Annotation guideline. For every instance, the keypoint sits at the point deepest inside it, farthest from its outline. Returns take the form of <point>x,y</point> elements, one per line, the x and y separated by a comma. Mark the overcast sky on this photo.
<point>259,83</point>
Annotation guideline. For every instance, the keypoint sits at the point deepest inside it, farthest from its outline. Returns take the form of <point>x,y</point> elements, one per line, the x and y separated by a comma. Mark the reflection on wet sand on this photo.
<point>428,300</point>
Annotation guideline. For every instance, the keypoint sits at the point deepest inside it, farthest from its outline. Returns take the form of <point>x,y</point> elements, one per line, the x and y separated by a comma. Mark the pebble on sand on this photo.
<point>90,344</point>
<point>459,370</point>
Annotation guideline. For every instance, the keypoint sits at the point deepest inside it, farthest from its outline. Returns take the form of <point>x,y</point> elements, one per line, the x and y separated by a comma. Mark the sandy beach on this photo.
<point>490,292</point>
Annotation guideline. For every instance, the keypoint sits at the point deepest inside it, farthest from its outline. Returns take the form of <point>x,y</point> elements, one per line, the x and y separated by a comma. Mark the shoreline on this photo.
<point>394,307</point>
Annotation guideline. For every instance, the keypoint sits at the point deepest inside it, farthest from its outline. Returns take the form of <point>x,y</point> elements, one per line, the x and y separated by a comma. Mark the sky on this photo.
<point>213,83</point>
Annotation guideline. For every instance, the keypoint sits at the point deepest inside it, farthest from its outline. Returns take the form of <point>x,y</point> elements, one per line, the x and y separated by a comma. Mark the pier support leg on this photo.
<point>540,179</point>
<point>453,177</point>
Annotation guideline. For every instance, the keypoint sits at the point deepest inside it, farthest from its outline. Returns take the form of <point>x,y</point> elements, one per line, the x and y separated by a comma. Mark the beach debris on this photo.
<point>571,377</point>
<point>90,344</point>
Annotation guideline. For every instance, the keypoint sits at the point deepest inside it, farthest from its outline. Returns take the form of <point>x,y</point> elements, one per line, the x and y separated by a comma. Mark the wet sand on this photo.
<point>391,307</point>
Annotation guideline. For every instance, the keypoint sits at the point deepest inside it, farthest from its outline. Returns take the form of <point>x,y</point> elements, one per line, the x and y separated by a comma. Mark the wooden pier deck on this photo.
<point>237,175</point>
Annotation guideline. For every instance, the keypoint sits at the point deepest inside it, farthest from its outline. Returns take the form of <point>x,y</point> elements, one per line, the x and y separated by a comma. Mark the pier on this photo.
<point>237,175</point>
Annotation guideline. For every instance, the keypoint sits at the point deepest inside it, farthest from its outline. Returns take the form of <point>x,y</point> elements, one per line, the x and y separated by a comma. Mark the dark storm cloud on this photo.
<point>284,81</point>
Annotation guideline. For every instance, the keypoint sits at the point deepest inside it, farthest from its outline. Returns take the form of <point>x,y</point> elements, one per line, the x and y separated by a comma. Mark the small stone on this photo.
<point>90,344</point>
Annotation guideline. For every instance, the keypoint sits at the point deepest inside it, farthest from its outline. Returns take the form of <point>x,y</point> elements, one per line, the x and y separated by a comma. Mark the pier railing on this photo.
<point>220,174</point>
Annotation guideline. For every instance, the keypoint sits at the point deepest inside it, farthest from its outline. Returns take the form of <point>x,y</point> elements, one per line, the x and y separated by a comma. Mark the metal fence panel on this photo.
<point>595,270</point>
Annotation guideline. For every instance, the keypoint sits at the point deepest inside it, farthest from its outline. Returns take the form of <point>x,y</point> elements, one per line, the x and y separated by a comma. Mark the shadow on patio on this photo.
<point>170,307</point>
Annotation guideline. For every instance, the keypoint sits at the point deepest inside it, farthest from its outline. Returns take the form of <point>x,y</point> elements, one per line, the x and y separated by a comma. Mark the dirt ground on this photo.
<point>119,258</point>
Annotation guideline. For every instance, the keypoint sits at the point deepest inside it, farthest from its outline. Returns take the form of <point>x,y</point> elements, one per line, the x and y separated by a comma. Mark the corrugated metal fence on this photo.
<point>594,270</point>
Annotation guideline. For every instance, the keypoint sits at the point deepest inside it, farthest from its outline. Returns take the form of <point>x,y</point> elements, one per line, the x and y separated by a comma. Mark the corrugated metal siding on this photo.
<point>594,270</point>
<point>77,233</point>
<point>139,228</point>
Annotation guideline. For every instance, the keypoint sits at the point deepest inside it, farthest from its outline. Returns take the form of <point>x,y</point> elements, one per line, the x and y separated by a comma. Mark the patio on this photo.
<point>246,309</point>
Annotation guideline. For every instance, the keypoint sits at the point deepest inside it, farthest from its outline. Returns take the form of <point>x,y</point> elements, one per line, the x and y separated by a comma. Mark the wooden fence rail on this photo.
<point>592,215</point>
◇ ◇ ◇ ◇
- [INSTRUCTIONS TO FOLLOW]:
Render every line of the items above as a Markdown table with two columns, Row and Line. Put a running row number in Row and the line's text in Line, and leave out blank lines.

- [COMPLETE OUTPUT]:
| Row | Line |
|---|---|
| 1 | Annotation guideline. For every instance, the keypoint sits at the point deepest inside it, farthest from its outline. Returns take the form of <point>x,y</point> elements, one per line, the x and y separated by a comma. Mark the overcast sky on this photo. |
| 2 | <point>259,83</point> |
| 3 | Annotation guideline. For every instance, the keypoint sits at the point deepest inside it, farthest from its outline. Returns take the form of <point>x,y</point> elements, one per line, the x and y separated by a comma. Mark the reflection on wet sand on this photo. |
| 4 | <point>428,300</point> |
| 5 | Annotation guideline. For every instance, the keypoint sits at the point deepest inside it, farthest from its outline. Returns take the form of <point>x,y</point> elements, one per line, the x and y separated by a comma. Mark the pebble on sand on this photo. |
| 6 | <point>90,344</point> |
| 7 | <point>459,370</point> |
| 8 | Annotation guideline. For every instance, the keypoint sits at the point deepest inside it, farthest from its outline. Returns take the form of <point>x,y</point> elements, one per line, the x and y separated by a comma. Mark the sandy beach on this photo. |
| 9 | <point>490,292</point> |
| 10 | Annotation guideline. For every instance, the keypoint sits at the point deepest inside it, farthest from its outline. Returns take the form of <point>x,y</point> elements, one per line, the x and y separated by a comma. Mark the shoreline on this photo. |
| 11 | <point>394,307</point> |
| 12 | Annotation guideline. For every instance, the keypoint sits at the point deepest inside it, farthest from its outline. Returns take the form of <point>x,y</point> elements, one per line, the x and y separated by a comma. Mark the sky on this photo. |
| 13 | <point>213,83</point> |
| 14 | Annotation guideline. For every instance, the keypoint sits at the point deepest inside it, farthest from its outline. Returns take the form of <point>x,y</point> elements, one per line, the x and y separated by a comma. Mark the pier support leg on this photo. |
| 15 | <point>540,179</point> |
| 16 | <point>453,177</point> |
| 17 | Annotation guideline. For every instance, the keypoint sits at the point deepest inside it, farthest from its outline. Returns take the form of <point>x,y</point> elements, one per line, the x and y separated by a comma. Mark the beach debris on this photo. |
| 18 | <point>571,377</point> |
| 19 | <point>90,344</point> |
| 20 | Annotation guideline. For every instance, the keypoint sits at the point deepest inside it, farthest from its outline. Returns take the form of <point>x,y</point> elements, one per line, the x and y separated by a comma. Mark the wet sand on this photo. |
| 21 | <point>391,307</point> |
| 22 | Annotation guideline. For every instance, the keypoint sits at the point deepest inside it, farthest from its outline. Returns take the form of <point>x,y</point> elements, one per line, the x and y separated by a comma. Mark the wooden pier deck on this photo. |
| 23 | <point>237,175</point> |
| 24 | Annotation guideline. For every instance, the keypoint sits at the point deepest inside it, farthest from its outline. Returns take the form of <point>x,y</point> elements, one per line, the x and y separated by a comma. Mark the pier on this photo. |
| 25 | <point>237,175</point> |
| 26 | Annotation guideline. For every instance, the keypoint sits at the point deepest inside it, farthest from its outline. Returns take the form of <point>x,y</point> elements, one per line, the x and y separated by a comma. Mark the dark storm cloud on this photo. |
| 27 | <point>284,81</point> |
| 28 | Annotation guideline. For every instance, the keypoint sits at the point deepest inside it, farthest from its outline. Returns take the form of <point>x,y</point> elements, one per line, the x and y separated by a comma. Mark the small stone on this photo. |
| 29 | <point>90,344</point> |
| 30 | Annotation guideline. For every instance, the keypoint sits at the point deepest inside it, farthest from its outline. Returns take the form of <point>x,y</point> elements, one per line, the x and y separated by a comma. Mark the pier railing on this photo. |
| 31 | <point>220,174</point> |
| 32 | Annotation guideline. For every instance, the keypoint sits at the point deepest inside it, farthest from its outline. Returns take the form of <point>x,y</point> elements, one per line, the x and y separated by a comma. Mark the metal fence panel on this photo. |
| 33 | <point>595,270</point> |
| 34 | Annotation guideline. For every instance, the keypoint sits at the point deepest inside it, farthest from its outline. Returns take the form of <point>x,y</point> elements, one per line, the x and y separated by a comma. Mark the shadow on patio on this photo. |
| 35 | <point>170,307</point> |
| 36 | Annotation guideline. For every instance, the keypoint sits at the point deepest inside it, farthest from its outline. Returns take the form of <point>x,y</point> elements, one per line, the x and y separated by a comma. Mark the dirt ground on this photo. |
| 37 | <point>119,258</point> |
| 38 | Annotation guideline. For every instance, the keypoint sits at the point deepest inside it, farthest from its outline. Returns take the form of <point>x,y</point> elements, one per line, the x and y separated by a comma. Mark the corrugated metal fence on this photo. |
| 39 | <point>594,270</point> |
| 40 | Annotation guideline. For every instance, the keypoint sits at the point deepest inside it, farthest from its outline. Returns take the form of <point>x,y</point> elements, one per line, the x and y separated by a comma. Mark the corrugated metal siding on this photo. |
| 41 | <point>594,270</point> |
| 42 | <point>77,233</point> |
| 43 | <point>139,228</point> |
| 44 | Annotation guideline. For every instance, the keypoint sits at the point deepest inside it, farthest from its outline. Returns take the form of <point>x,y</point> elements, one per line, the x and y separated by a comma. Mark the patio on this photo. |
| 45 | <point>246,309</point> |
| 46 | Annotation guideline. For every instance, the keypoint sits at the point deepest inside it, farthest from its outline. Returns take the form of <point>x,y</point> elements, one per line, the x and y separated by a comma. Mark the wooden fence rail on this photo. |
| 47 | <point>592,215</point> |